-- START --

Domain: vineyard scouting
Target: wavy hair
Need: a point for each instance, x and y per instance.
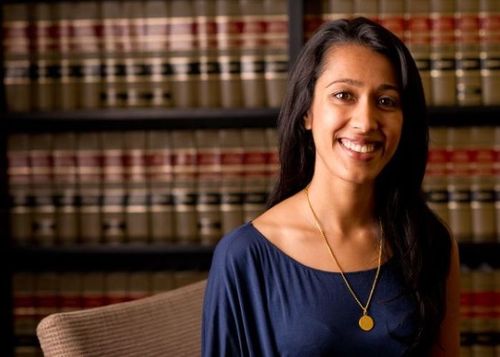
(420, 242)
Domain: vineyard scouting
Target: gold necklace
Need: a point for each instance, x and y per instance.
(365, 322)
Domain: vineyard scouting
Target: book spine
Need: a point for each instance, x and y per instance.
(483, 184)
(489, 38)
(16, 57)
(417, 37)
(391, 16)
(229, 29)
(185, 186)
(337, 9)
(19, 174)
(47, 65)
(468, 64)
(255, 165)
(252, 53)
(435, 180)
(137, 205)
(276, 51)
(209, 176)
(443, 52)
(89, 177)
(44, 224)
(65, 187)
(183, 56)
(232, 161)
(208, 85)
(459, 183)
(155, 42)
(88, 46)
(114, 190)
(159, 160)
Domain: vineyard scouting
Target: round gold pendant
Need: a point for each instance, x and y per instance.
(366, 323)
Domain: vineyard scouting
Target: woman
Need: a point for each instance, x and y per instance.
(348, 260)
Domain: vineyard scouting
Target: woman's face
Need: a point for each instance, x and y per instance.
(356, 116)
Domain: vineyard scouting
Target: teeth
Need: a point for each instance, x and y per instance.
(358, 148)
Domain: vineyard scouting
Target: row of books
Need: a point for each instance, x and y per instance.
(479, 307)
(137, 186)
(194, 186)
(155, 53)
(462, 180)
(38, 294)
(456, 43)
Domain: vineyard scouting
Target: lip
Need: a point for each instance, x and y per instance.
(360, 149)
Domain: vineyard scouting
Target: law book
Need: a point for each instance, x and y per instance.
(468, 63)
(116, 287)
(489, 38)
(89, 185)
(44, 210)
(232, 161)
(46, 294)
(138, 285)
(65, 89)
(46, 67)
(183, 56)
(24, 313)
(459, 183)
(64, 173)
(87, 47)
(255, 171)
(155, 42)
(229, 27)
(337, 9)
(483, 323)
(252, 59)
(391, 16)
(70, 291)
(19, 178)
(113, 188)
(483, 212)
(417, 37)
(93, 289)
(184, 188)
(208, 186)
(206, 24)
(137, 200)
(443, 52)
(276, 51)
(159, 159)
(16, 56)
(136, 78)
(435, 180)
(367, 8)
(114, 53)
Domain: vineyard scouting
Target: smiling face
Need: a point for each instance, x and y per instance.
(356, 116)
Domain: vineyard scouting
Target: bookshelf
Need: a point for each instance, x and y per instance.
(164, 256)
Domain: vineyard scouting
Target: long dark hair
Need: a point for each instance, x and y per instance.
(419, 241)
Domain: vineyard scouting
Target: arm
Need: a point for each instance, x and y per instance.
(448, 344)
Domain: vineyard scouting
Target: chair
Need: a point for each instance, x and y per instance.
(165, 324)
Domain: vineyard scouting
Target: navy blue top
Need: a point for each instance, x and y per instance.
(261, 302)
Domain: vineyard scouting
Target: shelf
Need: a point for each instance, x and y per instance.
(140, 119)
(127, 257)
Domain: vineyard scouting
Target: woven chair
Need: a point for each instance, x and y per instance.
(165, 324)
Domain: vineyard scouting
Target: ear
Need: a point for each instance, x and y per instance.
(308, 121)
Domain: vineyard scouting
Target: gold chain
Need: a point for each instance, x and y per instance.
(363, 307)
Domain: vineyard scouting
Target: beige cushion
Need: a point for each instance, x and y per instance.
(166, 324)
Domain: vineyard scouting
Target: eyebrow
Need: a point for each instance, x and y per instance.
(357, 83)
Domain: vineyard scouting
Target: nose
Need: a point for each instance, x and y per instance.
(365, 117)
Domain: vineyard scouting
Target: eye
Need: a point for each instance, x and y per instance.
(388, 102)
(343, 96)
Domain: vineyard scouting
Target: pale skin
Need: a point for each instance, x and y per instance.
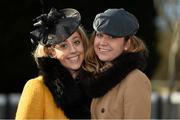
(70, 53)
(107, 48)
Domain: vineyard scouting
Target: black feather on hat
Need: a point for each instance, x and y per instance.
(116, 22)
(56, 26)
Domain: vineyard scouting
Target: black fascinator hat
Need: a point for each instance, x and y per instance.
(55, 27)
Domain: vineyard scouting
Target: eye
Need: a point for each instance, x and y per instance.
(61, 46)
(99, 35)
(77, 42)
(112, 37)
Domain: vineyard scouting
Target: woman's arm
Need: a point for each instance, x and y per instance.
(31, 104)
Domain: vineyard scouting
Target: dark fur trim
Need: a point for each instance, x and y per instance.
(66, 91)
(100, 84)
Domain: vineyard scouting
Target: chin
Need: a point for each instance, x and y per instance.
(76, 67)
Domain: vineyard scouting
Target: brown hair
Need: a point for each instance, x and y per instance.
(92, 62)
(43, 51)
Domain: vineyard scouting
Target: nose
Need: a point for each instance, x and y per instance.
(103, 41)
(72, 48)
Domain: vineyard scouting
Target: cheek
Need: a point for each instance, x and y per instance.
(60, 54)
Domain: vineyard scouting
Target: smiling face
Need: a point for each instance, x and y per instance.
(70, 52)
(107, 48)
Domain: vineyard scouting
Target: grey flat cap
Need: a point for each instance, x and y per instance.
(56, 26)
(116, 22)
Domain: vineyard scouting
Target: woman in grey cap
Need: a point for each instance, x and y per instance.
(113, 73)
(55, 93)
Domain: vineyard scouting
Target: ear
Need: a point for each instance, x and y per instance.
(51, 52)
(127, 45)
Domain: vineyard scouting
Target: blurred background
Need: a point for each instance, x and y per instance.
(159, 28)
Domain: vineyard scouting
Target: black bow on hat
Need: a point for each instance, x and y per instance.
(56, 26)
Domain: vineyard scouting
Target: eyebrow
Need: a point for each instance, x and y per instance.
(76, 37)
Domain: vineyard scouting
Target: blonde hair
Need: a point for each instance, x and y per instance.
(44, 51)
(92, 62)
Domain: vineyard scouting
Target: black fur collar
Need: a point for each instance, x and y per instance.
(100, 84)
(66, 91)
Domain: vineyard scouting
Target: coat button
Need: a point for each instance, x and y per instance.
(102, 110)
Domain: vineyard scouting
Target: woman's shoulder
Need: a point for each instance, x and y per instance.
(138, 78)
(35, 83)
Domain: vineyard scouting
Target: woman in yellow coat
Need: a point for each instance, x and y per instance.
(56, 93)
(117, 59)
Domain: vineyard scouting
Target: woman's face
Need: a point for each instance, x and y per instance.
(70, 52)
(108, 48)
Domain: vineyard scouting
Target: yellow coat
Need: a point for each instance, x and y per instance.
(130, 99)
(37, 102)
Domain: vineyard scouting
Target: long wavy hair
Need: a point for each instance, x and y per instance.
(92, 62)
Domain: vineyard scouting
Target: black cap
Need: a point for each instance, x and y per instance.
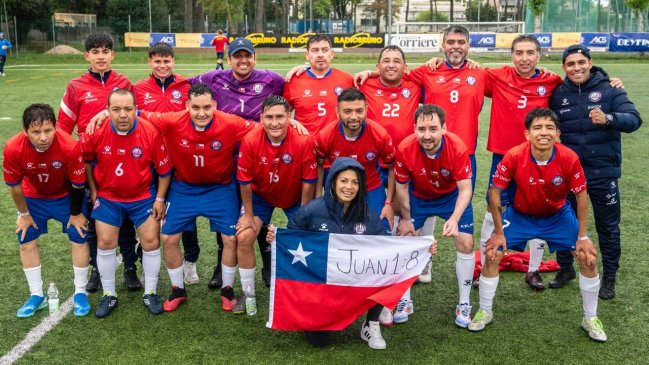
(576, 48)
(241, 44)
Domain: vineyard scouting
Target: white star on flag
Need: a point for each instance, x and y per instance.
(300, 254)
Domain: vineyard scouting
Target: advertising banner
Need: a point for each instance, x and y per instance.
(597, 40)
(409, 43)
(629, 42)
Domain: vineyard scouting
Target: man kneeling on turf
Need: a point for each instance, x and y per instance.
(45, 173)
(124, 154)
(545, 172)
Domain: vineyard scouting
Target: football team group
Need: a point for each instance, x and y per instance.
(390, 148)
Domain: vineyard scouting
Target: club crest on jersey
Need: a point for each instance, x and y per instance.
(136, 152)
(287, 158)
(595, 96)
(541, 90)
(257, 88)
(216, 145)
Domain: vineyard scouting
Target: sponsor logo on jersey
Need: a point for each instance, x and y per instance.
(216, 145)
(595, 96)
(136, 152)
(287, 158)
(542, 90)
(258, 88)
(360, 228)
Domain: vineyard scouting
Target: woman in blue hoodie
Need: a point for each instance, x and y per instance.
(342, 209)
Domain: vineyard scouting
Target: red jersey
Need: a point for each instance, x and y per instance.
(513, 96)
(392, 107)
(86, 96)
(315, 99)
(150, 96)
(541, 190)
(460, 92)
(44, 174)
(432, 177)
(201, 157)
(277, 172)
(219, 43)
(372, 143)
(123, 164)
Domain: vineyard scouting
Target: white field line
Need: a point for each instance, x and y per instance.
(37, 333)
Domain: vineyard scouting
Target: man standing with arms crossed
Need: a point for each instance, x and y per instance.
(592, 115)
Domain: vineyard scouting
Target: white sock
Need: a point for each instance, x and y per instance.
(107, 264)
(176, 276)
(589, 288)
(429, 227)
(485, 233)
(228, 273)
(248, 280)
(396, 224)
(151, 266)
(464, 266)
(487, 290)
(34, 280)
(537, 247)
(80, 279)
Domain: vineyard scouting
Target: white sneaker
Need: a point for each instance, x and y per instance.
(594, 328)
(371, 333)
(481, 320)
(462, 315)
(404, 309)
(426, 276)
(191, 276)
(386, 317)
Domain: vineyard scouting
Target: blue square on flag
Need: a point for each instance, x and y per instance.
(302, 259)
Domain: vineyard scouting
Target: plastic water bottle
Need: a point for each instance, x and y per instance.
(53, 298)
(251, 302)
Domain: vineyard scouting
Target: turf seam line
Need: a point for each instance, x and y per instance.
(37, 333)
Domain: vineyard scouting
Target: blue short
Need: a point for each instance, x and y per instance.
(264, 210)
(443, 207)
(218, 203)
(113, 213)
(558, 230)
(506, 194)
(42, 210)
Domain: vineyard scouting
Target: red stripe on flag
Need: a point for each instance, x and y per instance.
(315, 307)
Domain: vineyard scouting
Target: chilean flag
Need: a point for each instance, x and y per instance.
(323, 281)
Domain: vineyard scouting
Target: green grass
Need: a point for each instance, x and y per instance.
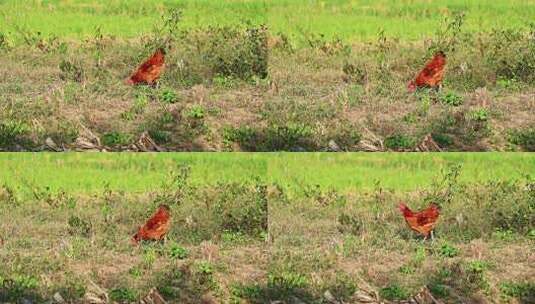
(131, 172)
(256, 242)
(411, 19)
(397, 171)
(120, 17)
(343, 171)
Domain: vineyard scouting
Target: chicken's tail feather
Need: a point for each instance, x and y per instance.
(403, 208)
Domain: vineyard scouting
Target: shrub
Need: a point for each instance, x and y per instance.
(123, 295)
(168, 96)
(178, 252)
(399, 142)
(451, 99)
(242, 208)
(448, 251)
(287, 281)
(12, 132)
(79, 226)
(227, 51)
(394, 292)
(115, 139)
(71, 70)
(523, 290)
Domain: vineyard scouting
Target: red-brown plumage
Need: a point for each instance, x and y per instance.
(432, 74)
(423, 221)
(149, 72)
(156, 227)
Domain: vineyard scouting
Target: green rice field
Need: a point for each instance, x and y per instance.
(81, 172)
(347, 19)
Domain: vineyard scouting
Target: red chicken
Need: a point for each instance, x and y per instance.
(423, 221)
(149, 72)
(156, 227)
(432, 74)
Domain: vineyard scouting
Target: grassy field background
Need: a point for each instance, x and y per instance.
(313, 227)
(348, 172)
(351, 20)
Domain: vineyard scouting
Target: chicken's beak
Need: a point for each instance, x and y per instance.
(411, 87)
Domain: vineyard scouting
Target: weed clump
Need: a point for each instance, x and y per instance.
(524, 138)
(232, 52)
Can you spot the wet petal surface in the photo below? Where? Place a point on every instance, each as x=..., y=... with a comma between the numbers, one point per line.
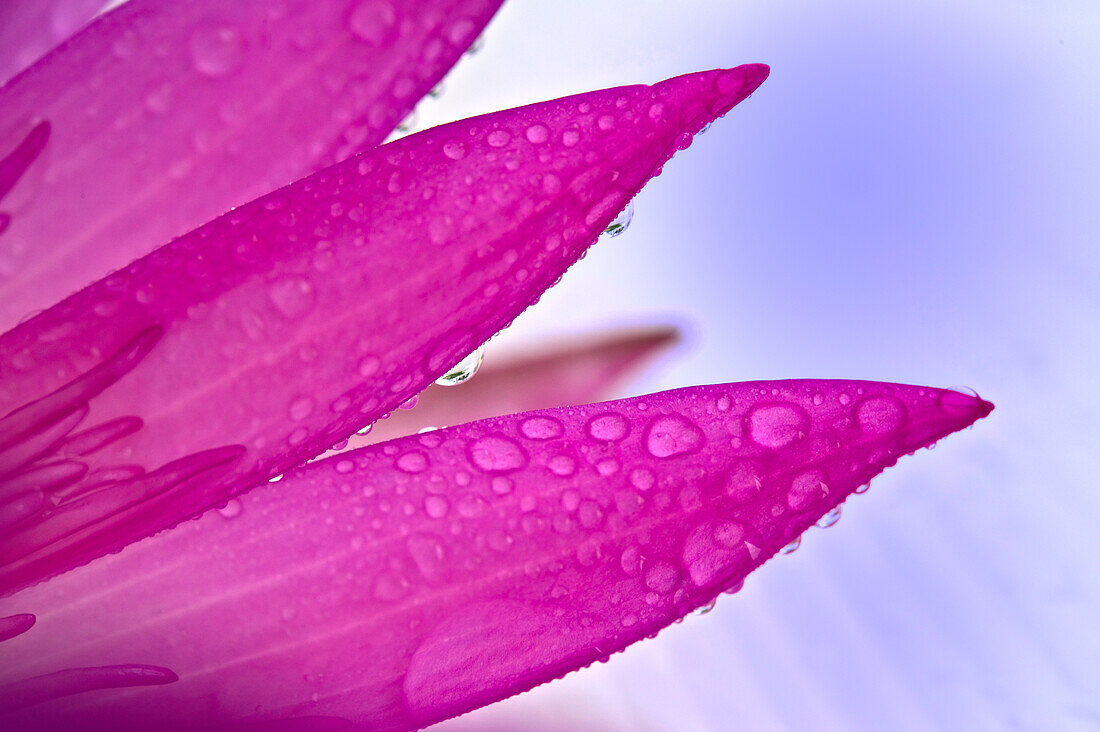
x=576, y=373
x=274, y=331
x=165, y=115
x=397, y=590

-- END --

Take the line containing "Can you spot" through the last line of the material and retype exactly those lines, both ends included, with no pictures.

→ Solution to the problem:
Can you spot the wet petal surface in the photo below? Where? Place a point on every instance, each as x=..., y=... with a comma between the numbers, one point per line.
x=576, y=373
x=274, y=331
x=165, y=115
x=397, y=590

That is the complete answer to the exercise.